§ TEXT SHOWN

Dagnabit Jul 31, 2006, 04:47 PM The AI won't come after you unless he has an extra archer floating around, and usually he doesn't. The AI will attack your stealing unit, though, and if the AI loses the battle, they will usually agree to peace unconditionally after 10-12 turns. If the AI wins the battle, they will want some compensation for peace (like a city or a tech), and that demand can last a long time, or until they lose at least an archer in a subsequent battle. From this and the follow-on post from bshumbera I think you are saying to take at least 2 warriors when you are attempting to steal a worker- one to escort back and one to confront any enmy reaction.
Redbad Jul 31, 2006, 05:09 PM No, just the one warrior is enough. Escorting the worker back is a good idea. And remember the Incan warrior doesn't need to fear archers as long as he's healthy and walking the forests.
Mad Professor Jul 31, 2006, 05:19 PM I've played a part of a game in practice. Having never dared to touch Emperor before, my eyes were opened to a couple of pecularities of emperor level, like the change up in gears of the barbarians - the instant someone has copper, axemen appear, and as soon as someone discovers ironworking, swordsmen appear. Ouch.
Anyhow, more particular to this game, the quechua rush seemed to work nicely. I found Rome about 15 tiles from my capital, and after having produced 5 quechua as the first builds in my capital, I captured Rome OK, then went on to burn down an English city, and keep London after capturing it. I left Elizabeth with one city and accepted peace.
As it turns out, me, Caesar and Ellizabeth were the only occupants of the continent, and wiping out one of them, and seriously crippling the other worked fine for a while. It hurt my economy running Rome and London at such a distance, but with careful management it wasn't too bad. What was baad was the resulting hoardes of barbarians. With minimal expansion from the surviving civilisations (including me since I couldn't afford more expansion) barbarians just came from everywhere. I had been warned my this thread and produced military, putting out axemen as soon as I could, and horse archers as soon as I oculd produce them.

§ SUPPLIED ENTRIES
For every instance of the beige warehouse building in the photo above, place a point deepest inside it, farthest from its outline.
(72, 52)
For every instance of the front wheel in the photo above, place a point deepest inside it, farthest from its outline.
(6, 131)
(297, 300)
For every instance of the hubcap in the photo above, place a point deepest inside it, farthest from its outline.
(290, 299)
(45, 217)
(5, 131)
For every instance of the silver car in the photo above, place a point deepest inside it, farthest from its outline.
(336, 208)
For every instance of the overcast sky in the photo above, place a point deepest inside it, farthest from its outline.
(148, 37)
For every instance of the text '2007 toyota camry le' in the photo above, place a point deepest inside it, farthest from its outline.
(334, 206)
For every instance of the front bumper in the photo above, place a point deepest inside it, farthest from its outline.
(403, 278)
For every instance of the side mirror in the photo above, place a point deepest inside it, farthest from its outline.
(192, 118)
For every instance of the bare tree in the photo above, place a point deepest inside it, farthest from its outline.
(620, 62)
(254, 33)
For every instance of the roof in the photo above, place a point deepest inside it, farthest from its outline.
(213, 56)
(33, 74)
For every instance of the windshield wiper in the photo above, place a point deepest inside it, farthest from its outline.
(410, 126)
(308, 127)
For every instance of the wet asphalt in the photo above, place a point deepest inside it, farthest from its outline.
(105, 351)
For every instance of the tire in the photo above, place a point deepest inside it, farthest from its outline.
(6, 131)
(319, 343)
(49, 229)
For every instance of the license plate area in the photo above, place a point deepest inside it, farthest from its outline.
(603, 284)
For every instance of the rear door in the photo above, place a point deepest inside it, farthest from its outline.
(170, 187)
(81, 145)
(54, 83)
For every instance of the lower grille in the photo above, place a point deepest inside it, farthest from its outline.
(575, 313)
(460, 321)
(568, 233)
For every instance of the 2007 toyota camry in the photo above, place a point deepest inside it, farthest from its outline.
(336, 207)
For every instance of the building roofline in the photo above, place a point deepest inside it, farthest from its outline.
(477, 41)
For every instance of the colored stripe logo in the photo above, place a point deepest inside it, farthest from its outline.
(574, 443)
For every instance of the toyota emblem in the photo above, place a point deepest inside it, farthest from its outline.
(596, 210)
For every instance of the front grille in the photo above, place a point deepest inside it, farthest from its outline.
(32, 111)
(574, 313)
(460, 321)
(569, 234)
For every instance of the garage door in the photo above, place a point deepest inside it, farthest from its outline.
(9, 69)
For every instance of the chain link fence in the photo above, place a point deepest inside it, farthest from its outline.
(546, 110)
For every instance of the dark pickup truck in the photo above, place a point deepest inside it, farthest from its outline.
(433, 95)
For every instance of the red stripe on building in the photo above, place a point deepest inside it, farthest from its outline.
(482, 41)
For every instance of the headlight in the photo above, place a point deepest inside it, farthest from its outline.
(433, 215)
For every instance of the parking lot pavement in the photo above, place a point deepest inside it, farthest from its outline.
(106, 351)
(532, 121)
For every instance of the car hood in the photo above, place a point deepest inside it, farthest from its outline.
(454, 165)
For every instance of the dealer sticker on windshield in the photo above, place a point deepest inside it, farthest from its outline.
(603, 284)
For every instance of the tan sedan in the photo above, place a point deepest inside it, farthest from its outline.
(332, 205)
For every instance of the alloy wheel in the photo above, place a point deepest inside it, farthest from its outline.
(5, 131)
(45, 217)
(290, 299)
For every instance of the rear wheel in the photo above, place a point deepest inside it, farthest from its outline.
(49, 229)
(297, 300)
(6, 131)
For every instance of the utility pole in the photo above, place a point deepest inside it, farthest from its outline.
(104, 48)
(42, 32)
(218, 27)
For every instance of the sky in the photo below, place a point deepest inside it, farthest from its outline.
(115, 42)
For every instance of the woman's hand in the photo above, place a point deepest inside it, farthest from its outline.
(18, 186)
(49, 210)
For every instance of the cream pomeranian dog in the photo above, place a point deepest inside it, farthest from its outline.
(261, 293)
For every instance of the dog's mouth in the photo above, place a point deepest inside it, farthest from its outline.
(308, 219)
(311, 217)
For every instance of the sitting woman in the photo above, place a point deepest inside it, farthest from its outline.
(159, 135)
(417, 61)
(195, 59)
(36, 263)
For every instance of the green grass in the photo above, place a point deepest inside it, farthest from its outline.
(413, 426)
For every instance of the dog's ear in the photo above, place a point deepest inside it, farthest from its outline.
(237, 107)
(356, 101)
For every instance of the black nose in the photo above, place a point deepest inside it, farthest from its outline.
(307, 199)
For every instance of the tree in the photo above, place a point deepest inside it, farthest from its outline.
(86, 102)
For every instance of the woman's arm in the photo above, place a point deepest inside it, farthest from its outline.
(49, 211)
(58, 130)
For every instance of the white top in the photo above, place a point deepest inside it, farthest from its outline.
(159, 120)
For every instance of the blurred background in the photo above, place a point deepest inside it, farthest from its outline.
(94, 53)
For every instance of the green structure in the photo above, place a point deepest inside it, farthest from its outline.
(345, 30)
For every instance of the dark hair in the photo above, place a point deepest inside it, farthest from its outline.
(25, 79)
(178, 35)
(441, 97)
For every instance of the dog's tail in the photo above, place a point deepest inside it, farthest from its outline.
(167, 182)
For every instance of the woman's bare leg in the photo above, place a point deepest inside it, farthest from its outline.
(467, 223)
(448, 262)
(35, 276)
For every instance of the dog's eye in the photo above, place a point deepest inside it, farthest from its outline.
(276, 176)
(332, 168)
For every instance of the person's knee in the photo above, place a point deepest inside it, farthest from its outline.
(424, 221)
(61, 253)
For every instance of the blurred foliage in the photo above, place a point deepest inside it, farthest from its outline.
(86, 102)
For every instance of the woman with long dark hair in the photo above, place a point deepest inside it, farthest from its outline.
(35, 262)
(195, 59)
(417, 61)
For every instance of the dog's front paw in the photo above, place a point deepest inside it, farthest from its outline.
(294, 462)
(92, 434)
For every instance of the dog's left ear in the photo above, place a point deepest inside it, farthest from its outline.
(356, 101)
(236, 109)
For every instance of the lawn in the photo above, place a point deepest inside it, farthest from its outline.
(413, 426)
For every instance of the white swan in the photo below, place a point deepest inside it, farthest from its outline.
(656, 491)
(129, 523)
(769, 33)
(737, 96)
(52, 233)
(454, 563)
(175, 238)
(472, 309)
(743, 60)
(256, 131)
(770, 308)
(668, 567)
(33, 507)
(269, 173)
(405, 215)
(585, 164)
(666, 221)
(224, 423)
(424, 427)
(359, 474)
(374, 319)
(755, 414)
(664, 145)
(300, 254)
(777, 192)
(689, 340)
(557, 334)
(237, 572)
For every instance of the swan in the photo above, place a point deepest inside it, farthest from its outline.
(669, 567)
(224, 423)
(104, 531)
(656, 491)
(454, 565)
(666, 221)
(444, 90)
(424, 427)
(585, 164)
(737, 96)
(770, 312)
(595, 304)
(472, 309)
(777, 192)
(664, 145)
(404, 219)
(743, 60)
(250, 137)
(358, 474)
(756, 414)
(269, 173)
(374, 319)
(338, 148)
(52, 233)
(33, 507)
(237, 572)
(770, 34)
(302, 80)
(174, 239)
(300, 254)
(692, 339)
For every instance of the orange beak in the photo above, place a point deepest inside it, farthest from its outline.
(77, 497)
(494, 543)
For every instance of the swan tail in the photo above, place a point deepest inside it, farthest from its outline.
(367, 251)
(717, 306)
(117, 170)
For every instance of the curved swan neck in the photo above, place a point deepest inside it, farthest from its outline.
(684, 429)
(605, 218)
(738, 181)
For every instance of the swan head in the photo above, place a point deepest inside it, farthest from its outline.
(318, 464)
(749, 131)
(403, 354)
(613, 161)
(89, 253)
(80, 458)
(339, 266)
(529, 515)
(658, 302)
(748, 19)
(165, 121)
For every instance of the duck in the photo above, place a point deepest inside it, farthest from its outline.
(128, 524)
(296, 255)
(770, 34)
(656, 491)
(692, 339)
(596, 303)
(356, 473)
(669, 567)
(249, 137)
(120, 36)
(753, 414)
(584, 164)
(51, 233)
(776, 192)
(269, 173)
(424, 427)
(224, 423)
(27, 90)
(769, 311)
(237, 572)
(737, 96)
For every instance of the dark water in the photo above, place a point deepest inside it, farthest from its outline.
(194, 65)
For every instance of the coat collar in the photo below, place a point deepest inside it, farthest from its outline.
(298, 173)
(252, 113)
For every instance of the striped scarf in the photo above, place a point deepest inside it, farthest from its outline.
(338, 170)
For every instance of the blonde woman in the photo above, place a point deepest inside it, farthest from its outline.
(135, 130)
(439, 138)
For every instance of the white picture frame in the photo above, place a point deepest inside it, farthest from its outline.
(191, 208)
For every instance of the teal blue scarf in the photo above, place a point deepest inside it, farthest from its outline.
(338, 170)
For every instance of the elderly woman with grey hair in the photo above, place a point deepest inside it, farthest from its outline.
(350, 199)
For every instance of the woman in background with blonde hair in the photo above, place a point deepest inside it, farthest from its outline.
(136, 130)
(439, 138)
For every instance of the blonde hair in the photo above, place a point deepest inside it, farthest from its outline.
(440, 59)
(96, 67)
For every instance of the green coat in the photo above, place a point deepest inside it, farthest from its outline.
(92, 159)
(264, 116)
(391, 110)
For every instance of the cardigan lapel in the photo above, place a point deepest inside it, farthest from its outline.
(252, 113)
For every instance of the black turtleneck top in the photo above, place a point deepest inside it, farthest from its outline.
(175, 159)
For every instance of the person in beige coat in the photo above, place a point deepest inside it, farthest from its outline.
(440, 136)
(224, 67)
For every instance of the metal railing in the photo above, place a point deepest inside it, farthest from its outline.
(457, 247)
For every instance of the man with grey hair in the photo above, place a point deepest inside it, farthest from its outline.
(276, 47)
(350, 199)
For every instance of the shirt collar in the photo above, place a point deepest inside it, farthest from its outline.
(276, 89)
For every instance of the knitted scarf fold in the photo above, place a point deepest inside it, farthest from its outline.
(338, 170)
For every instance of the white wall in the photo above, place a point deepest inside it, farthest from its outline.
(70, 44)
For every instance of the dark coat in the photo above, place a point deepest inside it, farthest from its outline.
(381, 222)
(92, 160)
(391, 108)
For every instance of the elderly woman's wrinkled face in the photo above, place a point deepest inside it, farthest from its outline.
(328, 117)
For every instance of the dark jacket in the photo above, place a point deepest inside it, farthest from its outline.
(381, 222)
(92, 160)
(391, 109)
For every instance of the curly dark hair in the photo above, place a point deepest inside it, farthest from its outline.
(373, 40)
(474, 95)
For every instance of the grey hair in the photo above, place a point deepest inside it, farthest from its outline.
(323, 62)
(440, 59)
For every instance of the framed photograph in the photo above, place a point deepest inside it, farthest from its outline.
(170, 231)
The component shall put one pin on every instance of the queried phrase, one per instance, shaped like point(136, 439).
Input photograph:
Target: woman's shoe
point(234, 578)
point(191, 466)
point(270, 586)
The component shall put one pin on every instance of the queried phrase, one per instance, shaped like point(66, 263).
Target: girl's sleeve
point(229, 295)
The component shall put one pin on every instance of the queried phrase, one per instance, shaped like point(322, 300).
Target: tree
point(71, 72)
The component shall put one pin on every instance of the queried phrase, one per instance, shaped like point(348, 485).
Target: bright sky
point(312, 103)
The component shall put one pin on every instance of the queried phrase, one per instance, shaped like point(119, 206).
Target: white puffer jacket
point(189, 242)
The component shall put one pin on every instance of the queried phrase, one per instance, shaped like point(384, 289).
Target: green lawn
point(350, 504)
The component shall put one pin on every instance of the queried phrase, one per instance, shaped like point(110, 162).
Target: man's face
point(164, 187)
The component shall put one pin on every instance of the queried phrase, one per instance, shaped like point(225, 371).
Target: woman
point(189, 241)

§ STATED EXERCISE
Restate the forum posts between "Anyhow, more particular" and "and accepted peace.", inclusive, swapping "quechua" for "warrior".

§ OUTPUT FOR THIS EXERCISE
Anyhow, more particular to this game, the warrior rush seemed to work nicely. I found Rome about 15 tiles from my capital, and after having produced 5 warrior as the first builds in my capital, I captured Rome OK, then went on to burn down an English city, and keep London after capturing it. I left Elizabeth with one city and accepted peace.